TEXT EXCERPT —
He also sent me pictures of what he thinks are the oldest churches in his area in the block of Connecticut and Atlantic Avenues.
Interesting the number of empty lots showing here too.




EB also sent me screenshots of old hotels in Atlantic City that were three- and four-blocks-long that were Moorish castles, like the Marlborough-Blenheim Hotel, which was said to have been built between 1902 and 1906, and demolished in October of 1978…

…the Traymore Hotel, said to have opened in its most recent form in 1906 and demolished in 1972…

…and the Windsor Hotel, about which I can’t find any information to speak of, but presumably long gone like the others.

The last image I am going to leave you with of Atlantic City is an old postcard showing the Atlantic City and Shore Railroad crossing a two-mile, or 3-kilometer, -long trestle bridge in Great Egg Harbor Bay, and was a type of streetcar system in New Jersey called an interurban that served Somers Point and several other cities between Atlantic City and Ocean City in the years between 1907 and 1948.

CZ sent me several Google Earth screenshots of Harrisburg, the State Capital of Pennsylvania.
Harrisburg is situated on the east bank of the Susquehanna River, only 107-miles, or 172-kilometers, west of Philadelphia.

Like with any place, there is so much information to choose from as far as where to look in Harrisburg that I am going to focus solely on what CZ sent me about the Capitol District.
The land that became Harrisburg had been purchased by an English trader named John Harris Sr. in 1719; John Harris Jr. made plans to lay-out a town on his father’s land; and the land was surveyed by William Maclay, John Harris Sr’s son-in-law.
The city of Harrisburg became incorporated in 1791; named the Pennsylvania State Capital in October of 1812.

The current State Capitol Building was said to have been designed by architect Joel Miller Huston, and built between 1902 and 1906 in the Beaux-Arts style of architecture.

GIVEN INSTRUCTION —
Could you pick up the piece about old Atlantic City hotels and Harrisburg's Capitol District after its last sentence, the one about the State Capitol Building, and carry it on?

DATA EXCERPTS —
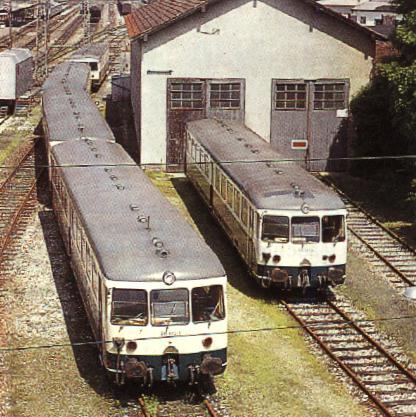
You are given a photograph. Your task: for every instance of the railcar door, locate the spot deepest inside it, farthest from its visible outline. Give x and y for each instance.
* * *
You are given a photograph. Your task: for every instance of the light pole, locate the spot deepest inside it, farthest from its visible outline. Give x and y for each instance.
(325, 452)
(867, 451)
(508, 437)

TASK RESULT —
The interior of the Pennsylvania State Capitol is described as having decorative Renaissance themes throughout the building.

It is part of what is called the Pennsylvania State Capitol Complex.
On the East side of the Capitol building is what is referred to as the East Wing, described as a 1987 extension of the Capitol building.

Flanking the East Wing are the North and South Office buildings,
The North Office building was said to have been built in Indiana limestone starting in 1927…

…and the South Office building in Indiana limestone starting in 1919.

We are told the oldest building of the complex is the Ryan Office building, with a construction completion date of 1894.

East of the North and South Office buildings, across Commonwealth Avenue, there are a pair of buildings situated across from each other at either end of the “Soldiers’ and Sailors’ Memorial Grove.”
I will be touching more on the Soldiers’ and Sailors’ Memorial Bridge that you can see the pylons of in the background momentarily.

The Forum building is on the south-side of the Memorial Grove, was said to have been built out of grey limestone, and featuring 22 bronze doors, between 1929 and 1931 in the style of an open-air Greek amphitheater, complete with a star map of the night sky depicting the zodiac and other constellations with over 1,000 stars on the ceiling…


…and on the north-side of the Memorial Grove is the Pennsylvania Treasury Building, said to have been a project of the New Deal Era Public Works Administration during the Great Depression built between 1937 and 1940.

The eastern-most portion of the Pennsylvania State Capitol Complex is the “Soldiers’ and Sailors’ Memorial Bridge,”or the “State Street Bridge,” which connects the complex to neighborhoods across the railroad tracks that run east of North 7th Street.

It is a 1,312-foot, or 400-meter, deck-arch bridge said to have been constructed between 1925 and 1930.

The State Museum of Pennyslvania is directly adjacent to the Pennsylvania State Capitol Complex…

…run by the state through the Pennsylvania Historical and Museum Commission to “preserve and interpret the region’s history and culture,” and includes a multi-media planetarium, and four-floors of exhibits covering Pennsylvania history from prehistoric times through today.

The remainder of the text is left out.